## EXERCISE
From the article on Stargate games below, quote the passage from "Stargate pinball" up to and including "several multi-ball modes.".

## PASSAGE TO READ
Stargate games are inspired by the Stargate franchise, which started with the 1994 film, Stargate directed by Roland Emmerich.

The games in this article are not related to the 1981 arcade game Stargate by Williams Electronics.

Games

Stargate ride 
Stargate SG-3000 (abbreviated to SG-3000) is a simulator thrill ride based around the highly successful MGM television series Stargate SG-1 that made its debut at The Space Centre in Bremen, Germany in December, 2003. A reproduction has now been built at Kentucky Kingdom, Six Flags Discovery Kingdom and Six Flags Great America. As of 2006, Six Flags Great America no longer shows Stargate SG-3000. The contract with the park expired and the movie was pulled about a month before the season started.

Stargate pinball 

Stargate is a 1995 pinball game, designed by Ray Tanzer and Jon Norris and released by Gottlieb. The game is based on the film Stargate, not the television show Stargate SG-1. It has many modes, including several multi-ball modes.

A "pyramid" is the main feature of this game. It has a top that opens by raising and lowering. A moving "Glidercraft" ship will be extended from the pyramid when the pyramid is open. The "Glidercraft" will zigzag left-right, in front of the pyramid, with about 90 degrees of horizontal movement.

This game also features two "Horus" targets. These are basically the reverse of drop targets: they are targets that, rather than dropping down into the playfield when hit, rise up into the air. Each target is attached to a large "Horus" structure, which is itself attached to a pivot that can raise and lower. These Horus structures drop to block the player from reaching two key shots. The game occasionally raises them, allowing the player to temporarily make the shots. Part of the development involved having actor James Spader record the voice parts of Daniel Jackson.

Stargate Trading Card Game 
Stargate Trading Card Game (abbreviated as Stargate TCG) is a trading card game based on the long-running Stargate series. It released in both online and physical card formats in April 2007. The three sets released were based on Stargate SG-1. The Stargate TCG is designed by Sony Online Entertainment and published by Comic Images.

(Pointing dataset records)
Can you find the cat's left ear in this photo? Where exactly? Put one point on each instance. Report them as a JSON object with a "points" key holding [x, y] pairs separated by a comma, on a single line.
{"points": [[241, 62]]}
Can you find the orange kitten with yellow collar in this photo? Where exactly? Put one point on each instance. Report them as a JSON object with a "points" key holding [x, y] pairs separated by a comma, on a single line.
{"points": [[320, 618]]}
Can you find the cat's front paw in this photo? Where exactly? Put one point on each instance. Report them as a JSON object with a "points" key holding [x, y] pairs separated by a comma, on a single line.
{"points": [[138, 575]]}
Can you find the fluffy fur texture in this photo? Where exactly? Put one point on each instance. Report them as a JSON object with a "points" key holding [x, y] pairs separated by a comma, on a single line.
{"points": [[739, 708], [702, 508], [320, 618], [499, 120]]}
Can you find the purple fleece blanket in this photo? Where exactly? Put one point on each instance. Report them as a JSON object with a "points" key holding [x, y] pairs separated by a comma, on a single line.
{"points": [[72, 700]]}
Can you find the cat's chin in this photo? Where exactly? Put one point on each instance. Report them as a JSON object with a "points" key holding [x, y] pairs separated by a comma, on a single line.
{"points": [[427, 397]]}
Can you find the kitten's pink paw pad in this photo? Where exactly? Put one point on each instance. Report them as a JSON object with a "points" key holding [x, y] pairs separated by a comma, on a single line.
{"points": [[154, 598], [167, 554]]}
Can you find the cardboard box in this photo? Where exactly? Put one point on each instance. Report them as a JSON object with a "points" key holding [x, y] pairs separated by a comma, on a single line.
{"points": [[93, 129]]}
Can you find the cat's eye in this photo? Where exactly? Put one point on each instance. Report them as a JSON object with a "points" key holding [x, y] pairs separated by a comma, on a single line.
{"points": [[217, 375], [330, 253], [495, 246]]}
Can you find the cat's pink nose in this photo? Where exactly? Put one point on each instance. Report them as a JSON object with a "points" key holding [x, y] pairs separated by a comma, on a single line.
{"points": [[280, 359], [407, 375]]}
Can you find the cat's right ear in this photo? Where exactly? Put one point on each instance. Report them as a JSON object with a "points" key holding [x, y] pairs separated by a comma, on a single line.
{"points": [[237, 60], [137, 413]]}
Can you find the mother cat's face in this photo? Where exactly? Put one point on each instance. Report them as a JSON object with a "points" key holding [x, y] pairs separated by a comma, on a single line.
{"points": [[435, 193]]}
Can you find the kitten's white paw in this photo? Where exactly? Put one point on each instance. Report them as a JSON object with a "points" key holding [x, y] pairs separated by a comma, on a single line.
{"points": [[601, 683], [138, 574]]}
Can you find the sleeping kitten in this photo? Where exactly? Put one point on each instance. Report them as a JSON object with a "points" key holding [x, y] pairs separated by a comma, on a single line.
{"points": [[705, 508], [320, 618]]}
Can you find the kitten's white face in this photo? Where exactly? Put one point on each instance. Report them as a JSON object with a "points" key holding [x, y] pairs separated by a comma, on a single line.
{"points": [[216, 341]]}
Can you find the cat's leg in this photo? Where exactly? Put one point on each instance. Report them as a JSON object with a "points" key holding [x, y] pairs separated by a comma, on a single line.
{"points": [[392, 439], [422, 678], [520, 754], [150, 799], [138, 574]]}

## OUTPUT BELOW
Stargate pinball 

Stargate is a 1995 pinball game, designed by Ray Tanzer and Jon Norris and released by Gottlieb. The game is based on the film Stargate, not the television show Stargate SG-1. It has many modes, including several multi-ball modes.